About to end: 365 days NEX-7 project by Luca Rossini.
Luca Rossinis 365 days project with the NEX-7 is about to end. You can read more about it here: http://www.lucarossini.it/category/366nex/. You also know him for that great job he did with Sony on the new NEX-6 in Alaska. There may be a new project soon and I can’t wait to see his new idea
And here are two more friends articles:
Robin Wong (Click here) made his first attempt to shoot in Studio with Alpha stuff. Alpha Studio Experience.
And Jordan Steele (Click here) explains in a must read article why the Full Frame equivalence doens’t matter.





Jim Kopriva
4 months ago |Beautiful series. I love the rigid geometry of his more recent stuff. I gotta pick me up an NEX body one of these days. I love my Alphas but the liberty and flexibility of e-mount is beckoning.
Jim Kopriva
4 months ago |Beautiful series. I love the rigid geometry of his more recent stuff. I gotta pick me up an NEX body one of these days. I love my Alphas but the liberty and flexibility of e-mount is beckoning.
Luca Rossini
4 months ago |THANKS!
The new project will be unveiled soon
Bob
4 months ago |I love this site but can you stop putting (click here) on every hyperlink? It’s ridiculously redundant–we all know how to use the Web. Thanks.
Martin Irwin
4 months ago |Congratulations on an excellent 365 project, Luca!
I await your new project, with huge anticipation.
CTPhotographX.com
4 months ago |At 4:04 on video, tog says “the other thing that amazes me, is this new flash socket here, which is designed to work with any standard flash around”.
m’kay. i’m so sick of misinformation in ad hoc videos. who wrote the script for these lines?
Adam
4 months ago |I thought with the new hotshoe you can attach any standard flash, but it’ll be in manual only mode? Is it not?
CTPhotographX.com
4 months ago |Sure… I love Sony flash devolution relative to the evolution of competition. Next year they’ll release a phosphorus powder flash that fits perfectly on the new shoe… all manual.

==========

## Written exercise a
In the post about Luca Rossini's NEX-7 project, where did he do his work with Sony on the new NEX-6?

==========

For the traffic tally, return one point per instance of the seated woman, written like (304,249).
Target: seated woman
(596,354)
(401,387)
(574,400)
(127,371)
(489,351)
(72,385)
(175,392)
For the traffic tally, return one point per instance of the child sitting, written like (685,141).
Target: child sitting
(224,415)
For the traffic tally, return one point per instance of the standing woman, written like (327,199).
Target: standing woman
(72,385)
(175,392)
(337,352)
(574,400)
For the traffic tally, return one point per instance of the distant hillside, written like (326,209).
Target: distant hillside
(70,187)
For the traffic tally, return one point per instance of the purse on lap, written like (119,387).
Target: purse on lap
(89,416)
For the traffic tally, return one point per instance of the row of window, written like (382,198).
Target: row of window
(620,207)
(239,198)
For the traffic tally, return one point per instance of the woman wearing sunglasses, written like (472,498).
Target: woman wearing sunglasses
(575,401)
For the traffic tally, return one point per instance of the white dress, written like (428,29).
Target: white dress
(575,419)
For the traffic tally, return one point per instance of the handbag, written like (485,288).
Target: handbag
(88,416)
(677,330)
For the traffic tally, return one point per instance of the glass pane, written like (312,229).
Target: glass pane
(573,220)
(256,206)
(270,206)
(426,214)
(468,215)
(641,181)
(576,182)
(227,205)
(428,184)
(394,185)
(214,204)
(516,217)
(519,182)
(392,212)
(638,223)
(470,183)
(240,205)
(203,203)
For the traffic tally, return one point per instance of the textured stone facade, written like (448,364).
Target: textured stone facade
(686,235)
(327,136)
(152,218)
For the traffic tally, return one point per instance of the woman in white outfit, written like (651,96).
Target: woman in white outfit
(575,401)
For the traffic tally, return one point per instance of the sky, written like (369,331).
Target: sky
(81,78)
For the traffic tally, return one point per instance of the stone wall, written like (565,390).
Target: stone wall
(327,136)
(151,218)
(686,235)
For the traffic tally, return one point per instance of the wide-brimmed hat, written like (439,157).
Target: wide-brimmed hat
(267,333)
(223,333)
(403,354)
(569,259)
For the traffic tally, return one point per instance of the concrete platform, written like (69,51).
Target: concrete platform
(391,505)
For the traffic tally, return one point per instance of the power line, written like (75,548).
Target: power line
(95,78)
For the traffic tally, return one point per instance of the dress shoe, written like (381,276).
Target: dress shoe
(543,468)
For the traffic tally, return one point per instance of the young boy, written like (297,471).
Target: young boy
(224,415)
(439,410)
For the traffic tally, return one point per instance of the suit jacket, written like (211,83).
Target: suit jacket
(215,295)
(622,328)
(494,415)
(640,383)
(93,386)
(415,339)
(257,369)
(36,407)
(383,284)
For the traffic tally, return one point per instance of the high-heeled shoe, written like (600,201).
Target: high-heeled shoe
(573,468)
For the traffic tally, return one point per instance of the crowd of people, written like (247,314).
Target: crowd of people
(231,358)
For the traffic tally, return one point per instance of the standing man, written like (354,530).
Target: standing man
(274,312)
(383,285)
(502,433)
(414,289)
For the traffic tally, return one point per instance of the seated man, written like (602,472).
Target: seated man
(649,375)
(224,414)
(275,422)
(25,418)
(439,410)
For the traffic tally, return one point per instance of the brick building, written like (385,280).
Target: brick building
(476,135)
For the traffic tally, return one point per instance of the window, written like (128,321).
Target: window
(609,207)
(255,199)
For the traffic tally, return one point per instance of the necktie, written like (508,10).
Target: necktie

==========

## Written exercise b
Please count the lines in the rows above that contain the word "young", and give only that number.

## Full answer a
In Alaska.

## Full answer b
2